**WHAT TO WORK ON:**
1) Copy the stretch of the sentinel equality excerpt from "Iterator comparison is" through "of a range." word for word.
2) Answer these questions from the sentinel equality excerpt:
(a) Which library has a general implementation of the common iterator type?
(b) In the counted iterator example, what does the iterator store?
(c) What kind of comparison is iterator comparison?
3) Recast the paragraph of the sentinel equality excerpt beginning "Iterator comparison is a position comparison" as a short list that keeps its main points.

**QUOTED PASSAGE:**
* begin *
As a final note, the Range v3 library has a general implementation of this common iterator type as a parametrized type, and appropriate specializations of std::common_type that allow the constrained algorithms to type-check correctly. It works well in practice, both for the purpose of type-checking the algorithms and for adapting ranges with iterator/sentinel pairs to old code that expects the begin and end of a range to have the same type.

Sentinel Equality

The first line of table above shows that sentinels always compare equal -- regardless of their state. This can seem unintuitive in some situations. For instance:

auto s = "Hello World!?";
// Hypothetical range-like facilities for exposition only:
auto r1 = make_range( &s[0], equal_to('!') );
auto r2 = make_range( &s[0], equal_to('?') );
// 'end()' returns each 'equal_to' sentinel object:
assert(r1.end() == r2.end() && "really?");

In the above example, it's clear that r1.end() and r2.end() are referring to different elements, and that's reflected in their having different state. So shouldn't sentinel equality be a stateful comparison?

It's incorrect to think of sentinels as objects whose position is determined by their value. Thinking that way leads to logical inconsistencies. It's not hard to define sentinels that -- if you consider their state during comparison -- compare equal when they represent a different position, and not equal when they represent the same position. Consider:

auto s = "hello! world!";
auto r1 = make_range( &s[0], equal_to('!') );
auto r2 = make_range( &s[7], equal_to('!') );

assert(r1.end() == r2.end() && "really?");

In the above code, although the sentinels have the same type and the same state, they refer to different elements.

Also imagine a counted iterator that stores an underlying iterator and a count that starts at zero. It's paired with a sentinel that contains an ending count:

auto s = "hello";
// Hypothetical range-like facilities for exposition only:
auto r1 = make_range( counting(&s[0]), end_count(5) );
auto r2 = make_range( counting(&s[1]), end_count(4) );

assert(r1.end() != r2.end() && "really?");

The end sentinels have the same type and different state, but they refer to the same element.

The question then is: What does it mean to compare sentinels for equality? The meaning has to be taken from the context in which the operation appears. In that context -- the algorithms -- the sentinel is one of two positions denoting a range.

Iterator comparison is a position comparison. A sentinel, when it's paired with an iterator as in the algorithms, denotes a unique position. Since iterators must be valid sentinels, comparing sentinels should also be a position comparison. In this context, sentinels always represent the same position -- the end -- even though that position is not yet know. Hence, sentinels compare equal always, without any need to consider state. Anything else yields results that are inconsistent with the use of iterators to denote the end of a range.
* end *
**DATASET CONTENT:**
* begin *
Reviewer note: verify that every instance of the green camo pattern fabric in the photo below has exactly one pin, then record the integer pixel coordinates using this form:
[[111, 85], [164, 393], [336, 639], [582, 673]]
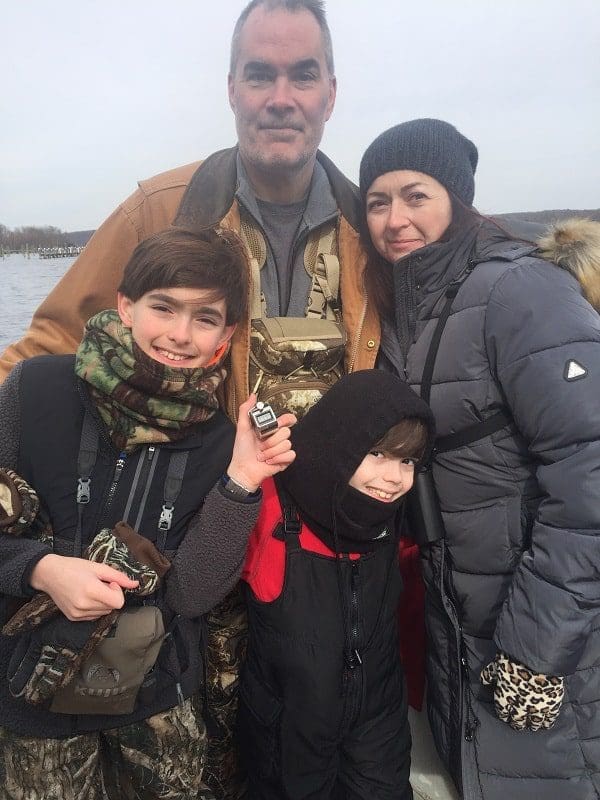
* end *
**OUTPUTS IN ORDER:**
1)
Iterator comparison is a position comparison. A sentinel, when it's paired with an iterator as in the algorithms, denotes a unique position. Since iterators must be valid sentinels, comparing sentinels should also be a position comparison. In this context, sentinels always represent the same position -- the end -- even though that position is not yet know. Hence, sentinels compare equal always, without any need to consider state. Anything else yields results that are inconsistent with the use of iterators to denote the end of a range.

2)
(a) The Range v3 library.
(b) An underlying iterator and a count that starts at zero.
(c) A position comparison.

3)
- Iterator comparison compares positions.
- When paired with an iterator in the algorithms, a sentinel denotes a unique position.
- Since iterators must be valid sentinels, sentinel comparison should also be a position comparison.
- In this context, sentinels always represent the same position, the end, even before that position is known. So they always compare equal, regardless of state.
- Any other rule gives results inconsistent with using iterators to denote the end of a range.